WHAT THE TASK ASKS :: Count the lines in the records below that contain the string "boulder", and reply with that number alone.

EXCERPTED RECORDS ::

====

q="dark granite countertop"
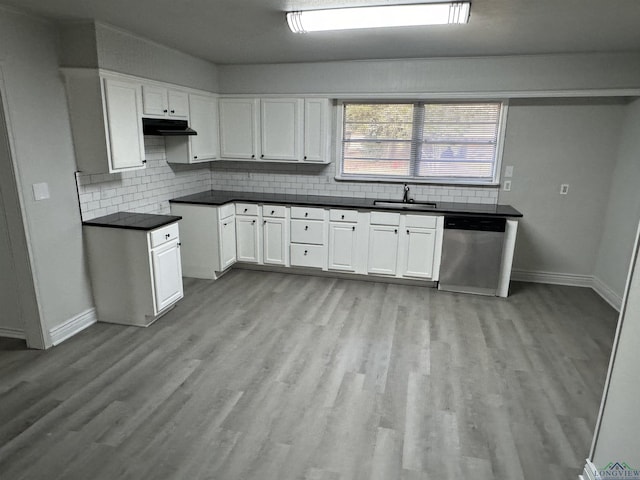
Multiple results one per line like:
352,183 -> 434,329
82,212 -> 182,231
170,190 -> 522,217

====

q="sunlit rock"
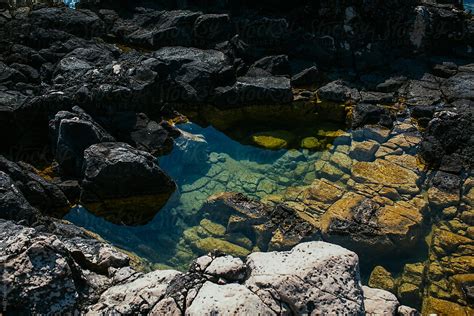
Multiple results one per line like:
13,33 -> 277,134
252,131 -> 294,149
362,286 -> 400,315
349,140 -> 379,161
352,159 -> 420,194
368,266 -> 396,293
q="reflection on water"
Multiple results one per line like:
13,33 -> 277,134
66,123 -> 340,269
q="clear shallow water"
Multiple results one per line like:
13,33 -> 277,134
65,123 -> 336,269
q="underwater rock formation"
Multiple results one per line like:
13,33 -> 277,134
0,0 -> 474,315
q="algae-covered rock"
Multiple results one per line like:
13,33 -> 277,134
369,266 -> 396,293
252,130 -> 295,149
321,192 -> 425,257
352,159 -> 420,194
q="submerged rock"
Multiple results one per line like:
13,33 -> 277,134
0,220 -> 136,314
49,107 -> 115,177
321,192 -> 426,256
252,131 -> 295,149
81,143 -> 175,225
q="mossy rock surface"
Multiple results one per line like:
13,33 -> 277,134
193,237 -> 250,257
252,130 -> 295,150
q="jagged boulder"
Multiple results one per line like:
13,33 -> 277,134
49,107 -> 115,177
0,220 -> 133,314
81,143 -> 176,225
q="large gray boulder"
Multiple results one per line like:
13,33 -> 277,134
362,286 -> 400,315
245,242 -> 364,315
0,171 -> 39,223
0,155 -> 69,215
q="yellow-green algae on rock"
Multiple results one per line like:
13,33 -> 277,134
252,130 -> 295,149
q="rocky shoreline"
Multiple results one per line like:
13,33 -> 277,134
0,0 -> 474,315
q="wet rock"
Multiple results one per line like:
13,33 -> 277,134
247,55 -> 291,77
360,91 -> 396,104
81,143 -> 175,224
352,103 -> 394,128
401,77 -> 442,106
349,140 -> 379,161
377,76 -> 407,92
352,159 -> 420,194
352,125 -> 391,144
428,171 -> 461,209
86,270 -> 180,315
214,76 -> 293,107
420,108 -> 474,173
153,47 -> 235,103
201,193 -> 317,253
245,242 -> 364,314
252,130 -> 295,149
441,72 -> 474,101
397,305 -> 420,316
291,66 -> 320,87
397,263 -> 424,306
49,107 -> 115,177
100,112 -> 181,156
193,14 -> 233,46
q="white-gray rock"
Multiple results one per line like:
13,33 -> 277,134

====

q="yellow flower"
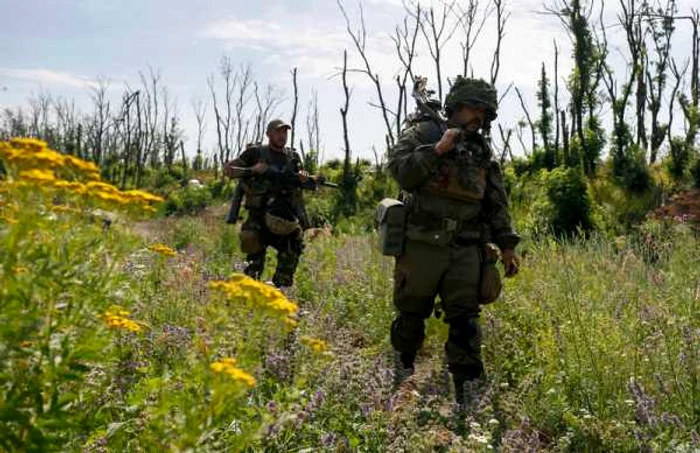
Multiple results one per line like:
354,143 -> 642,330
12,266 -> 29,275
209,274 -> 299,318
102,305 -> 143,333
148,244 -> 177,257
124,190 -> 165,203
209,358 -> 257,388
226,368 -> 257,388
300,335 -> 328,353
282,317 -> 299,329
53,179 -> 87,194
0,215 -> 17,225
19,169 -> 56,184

====

THE REPLY :: 2